• TASK REQUIREMENTS:
Retype all of the rows below verbatim, leaving out the pictures.

• RECORDS TO USE:
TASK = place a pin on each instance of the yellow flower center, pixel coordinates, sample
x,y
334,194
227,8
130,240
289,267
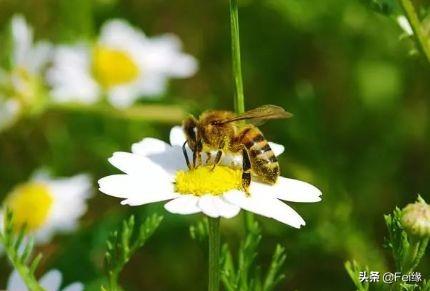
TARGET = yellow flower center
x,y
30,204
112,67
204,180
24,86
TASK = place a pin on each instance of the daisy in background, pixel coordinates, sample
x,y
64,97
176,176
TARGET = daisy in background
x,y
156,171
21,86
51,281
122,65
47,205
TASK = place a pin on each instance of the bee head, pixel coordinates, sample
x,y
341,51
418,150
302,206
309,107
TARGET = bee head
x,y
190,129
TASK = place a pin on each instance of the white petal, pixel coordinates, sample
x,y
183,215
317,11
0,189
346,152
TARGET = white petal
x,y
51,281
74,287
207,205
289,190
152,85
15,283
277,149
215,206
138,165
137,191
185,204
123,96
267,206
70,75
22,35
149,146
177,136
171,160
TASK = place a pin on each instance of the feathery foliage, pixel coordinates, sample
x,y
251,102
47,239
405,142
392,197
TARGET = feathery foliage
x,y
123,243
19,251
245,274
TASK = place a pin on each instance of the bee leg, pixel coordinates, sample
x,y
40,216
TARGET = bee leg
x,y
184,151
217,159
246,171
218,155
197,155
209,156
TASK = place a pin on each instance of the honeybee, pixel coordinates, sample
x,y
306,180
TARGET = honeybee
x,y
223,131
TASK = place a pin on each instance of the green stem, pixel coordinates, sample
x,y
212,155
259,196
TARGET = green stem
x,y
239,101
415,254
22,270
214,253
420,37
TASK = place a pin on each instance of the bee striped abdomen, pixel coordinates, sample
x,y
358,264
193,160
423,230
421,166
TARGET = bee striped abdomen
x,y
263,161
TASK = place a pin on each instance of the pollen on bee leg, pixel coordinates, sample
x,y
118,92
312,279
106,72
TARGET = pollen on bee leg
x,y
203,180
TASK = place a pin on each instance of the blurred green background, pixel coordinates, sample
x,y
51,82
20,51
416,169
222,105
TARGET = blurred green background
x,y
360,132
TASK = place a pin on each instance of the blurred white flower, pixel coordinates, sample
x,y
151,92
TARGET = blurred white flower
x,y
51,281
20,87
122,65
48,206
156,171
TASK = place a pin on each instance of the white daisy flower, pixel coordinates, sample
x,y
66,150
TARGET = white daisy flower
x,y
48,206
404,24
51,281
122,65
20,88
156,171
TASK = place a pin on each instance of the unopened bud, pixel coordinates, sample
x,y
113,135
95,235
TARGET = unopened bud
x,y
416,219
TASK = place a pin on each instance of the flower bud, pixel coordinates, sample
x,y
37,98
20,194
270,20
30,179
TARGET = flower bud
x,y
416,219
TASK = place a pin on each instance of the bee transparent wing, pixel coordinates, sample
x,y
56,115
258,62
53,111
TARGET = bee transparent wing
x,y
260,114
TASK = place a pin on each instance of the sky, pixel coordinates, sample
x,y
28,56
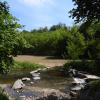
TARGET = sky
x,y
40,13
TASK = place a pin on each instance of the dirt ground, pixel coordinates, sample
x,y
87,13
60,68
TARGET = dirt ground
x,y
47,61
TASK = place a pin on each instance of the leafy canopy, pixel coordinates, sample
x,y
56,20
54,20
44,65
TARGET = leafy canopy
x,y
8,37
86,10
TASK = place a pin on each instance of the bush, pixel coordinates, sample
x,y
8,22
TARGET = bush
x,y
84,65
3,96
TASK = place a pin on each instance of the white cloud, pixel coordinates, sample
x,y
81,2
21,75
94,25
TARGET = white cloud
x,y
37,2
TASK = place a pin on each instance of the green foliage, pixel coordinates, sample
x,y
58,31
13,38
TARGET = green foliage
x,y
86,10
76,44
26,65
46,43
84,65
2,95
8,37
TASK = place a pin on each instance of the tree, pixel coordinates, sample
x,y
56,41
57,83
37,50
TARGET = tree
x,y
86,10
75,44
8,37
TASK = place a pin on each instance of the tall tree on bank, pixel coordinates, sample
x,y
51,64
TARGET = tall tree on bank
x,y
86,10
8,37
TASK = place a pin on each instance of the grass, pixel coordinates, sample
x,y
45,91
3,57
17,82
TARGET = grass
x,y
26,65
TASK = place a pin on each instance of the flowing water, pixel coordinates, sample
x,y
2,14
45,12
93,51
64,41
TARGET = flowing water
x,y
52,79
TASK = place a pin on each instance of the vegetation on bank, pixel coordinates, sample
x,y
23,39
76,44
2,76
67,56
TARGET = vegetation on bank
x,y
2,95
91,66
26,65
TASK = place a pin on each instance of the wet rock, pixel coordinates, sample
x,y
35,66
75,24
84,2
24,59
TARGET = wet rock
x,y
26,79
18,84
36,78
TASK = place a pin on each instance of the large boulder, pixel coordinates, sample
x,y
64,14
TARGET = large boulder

• PROBLEM SOLUTION:
TASK = place a pin on each instance of the yellow flower center, pixel coordinates, sample
x,y
334,194
227,8
130,240
289,267
TARGET = yellow flower center
x,y
30,204
112,67
204,180
24,86
TASK = place a pin on each instance of the daisy in background, pixel coordinates, sample
x,y
64,97
176,176
TARGET = daisy in background
x,y
156,171
21,86
51,281
122,65
47,205
TASK = place a pin on each instance of the bee head, pixel coordinates, sample
x,y
341,51
418,150
302,206
309,107
TARGET = bee head
x,y
190,129
TASK = place a pin on each instance of the white petal, pixel coordinates, sample
x,y
183,215
317,11
0,189
346,152
TARGET = white petal
x,y
51,281
74,287
207,205
289,190
152,85
15,283
277,149
215,206
138,165
137,191
185,204
123,96
267,206
70,75
22,35
149,146
177,136
171,160
TASK = place a pin on each instance of the feathery foliage, pixel coordinates, sample
x,y
251,102
47,239
405,142
392,197
TARGET = feathery foliage
x,y
123,243
19,251
245,274
TASK = place a pin on each instance of the bee leg, pixel coordinates, sample
x,y
40,216
TARGET = bee leg
x,y
184,151
217,159
246,171
218,155
197,155
209,156
TASK = place a pin on each instance of the honeybee, pixel coordinates, sample
x,y
306,180
TARGET = honeybee
x,y
223,131
TASK = place a pin on each instance of the green stem, pixel coordinates, sample
x,y
212,155
259,196
TARGET = green stem
x,y
239,101
415,254
22,270
214,253
420,37
TASK = place a pin on each instance of the bee striped abdomen, pixel coordinates, sample
x,y
358,264
193,160
423,230
421,166
TARGET = bee striped abdomen
x,y
263,161
TASK = place a pin on each instance of the pollen on bee leg, pixel coordinates, sample
x,y
118,92
312,279
106,72
TARGET = pollen on bee leg
x,y
203,180
TASK = place a pin on each instance of the blurred green background, pixel coordinates, sample
x,y
51,82
20,51
416,169
222,105
TARGET = blurred green background
x,y
360,132
TASK = place a pin on each instance of the blurred white flower, pixel coordinates, sample
x,y
151,92
TARGET = blurred white flower
x,y
51,281
20,87
122,65
48,206
156,171
TASK = place a pin on each instance of the white daisy flower, pixel coordinates, sample
x,y
66,150
TARGET = white daisy flower
x,y
48,206
404,24
51,281
122,65
20,88
156,171
TASK = place a pin on each instance of the unopened bud, pixel coordinates, sample
x,y
113,135
95,235
TARGET = unopened bud
x,y
416,219
TASK = place a pin on each instance of the flower bud, pixel coordinates, sample
x,y
37,98
20,194
270,20
30,179
TARGET = flower bud
x,y
416,219
TASK = place a pin on each instance of the bee transparent wing, pixel coordinates, sample
x,y
56,115
258,62
53,111
TARGET = bee transparent wing
x,y
260,114
TASK = place a pin on each instance of the sky, pixel coordinates, sample
x,y
28,56
TARGET = sky
x,y
40,13
TASK = place a pin on each instance of the dirt ground, pixel coordinates, sample
x,y
87,13
60,68
TARGET = dirt ground
x,y
47,61
TASK = place a pin on each instance of the leafy canopy, pixel coordinates, sample
x,y
56,20
54,20
44,65
TARGET = leafy canopy
x,y
8,37
86,10
TASK = place a pin on each instance of the bush, pixel coordinates, sample
x,y
8,22
TARGET = bush
x,y
84,65
3,96
TASK = place a pin on each instance of the white cloud, pixel coordinates, sample
x,y
81,2
21,75
94,25
TARGET = white cloud
x,y
37,2
TASK = place a pin on each instance of the green foliage, pixel coordinates, sample
x,y
58,31
13,38
TARGET = green foliage
x,y
86,10
76,44
26,65
46,43
84,65
2,95
8,37
TASK = place a pin on each instance of the tree, pixel coordinates, sample
x,y
56,41
57,83
37,50
TARGET = tree
x,y
86,10
75,44
8,37
TASK = place a pin on each instance of the tall tree on bank, pixel coordinates, sample
x,y
51,64
TARGET = tall tree on bank
x,y
86,10
8,37
TASK = place a pin on each instance of the grass, pixel coordinates, sample
x,y
45,91
3,57
17,82
TARGET = grass
x,y
26,65
TASK = place a pin on each instance of the flowing water, pixel coordinates, sample
x,y
2,14
45,12
93,51
64,41
TARGET = flowing water
x,y
52,79
TASK = place a pin on each instance of the vegetation on bank, pixel coordinates, sample
x,y
23,39
76,44
2,76
67,56
TARGET = vegetation on bank
x,y
2,95
91,66
26,65
TASK = place a pin on each instance of the wet rock, pixel coordinates, sample
x,y
35,66
75,24
84,2
24,59
TARGET = wet rock
x,y
26,79
18,84
36,78
TASK = place a pin on each instance of the large boulder, pixel coordinates, sample
x,y
64,14
TARGET = large boulder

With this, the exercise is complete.